Request:
Copy the listing below line for line, leaving every character unchanged.
________________________
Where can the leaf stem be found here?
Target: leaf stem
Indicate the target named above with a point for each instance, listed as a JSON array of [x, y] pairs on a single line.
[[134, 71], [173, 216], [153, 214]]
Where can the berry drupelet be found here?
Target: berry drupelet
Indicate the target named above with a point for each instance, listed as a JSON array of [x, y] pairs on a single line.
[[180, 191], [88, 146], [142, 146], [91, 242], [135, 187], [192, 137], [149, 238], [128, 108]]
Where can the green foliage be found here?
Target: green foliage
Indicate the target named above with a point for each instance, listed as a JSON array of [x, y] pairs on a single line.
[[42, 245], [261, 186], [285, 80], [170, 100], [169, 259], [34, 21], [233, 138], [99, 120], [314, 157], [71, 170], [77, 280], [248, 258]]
________________________
Correct response:
Where can the leaf stem be found here?
Target: leaf stem
Indicate the target named above with a point for each instance, listed as a JSON array of [x, y] pairs on a single line.
[[134, 71], [173, 216], [153, 214]]
Where can the berry drupelet be found here?
Target: berry drupelet
Indicate the target named above with a point for each instance, listed as a JSON array of [x, y] pairs on a single line.
[[180, 191], [88, 146], [142, 146], [91, 242], [135, 187], [192, 137], [149, 238], [128, 108]]
Where can the green foliage be found here?
Target: green foliage
Indicate the target named above with a point for each instance, listed as a JSON array of [x, y] pairs on a single line.
[[42, 245], [261, 186], [285, 80], [170, 100], [169, 259], [34, 21], [233, 138], [99, 120], [314, 157], [71, 170], [77, 280], [248, 258]]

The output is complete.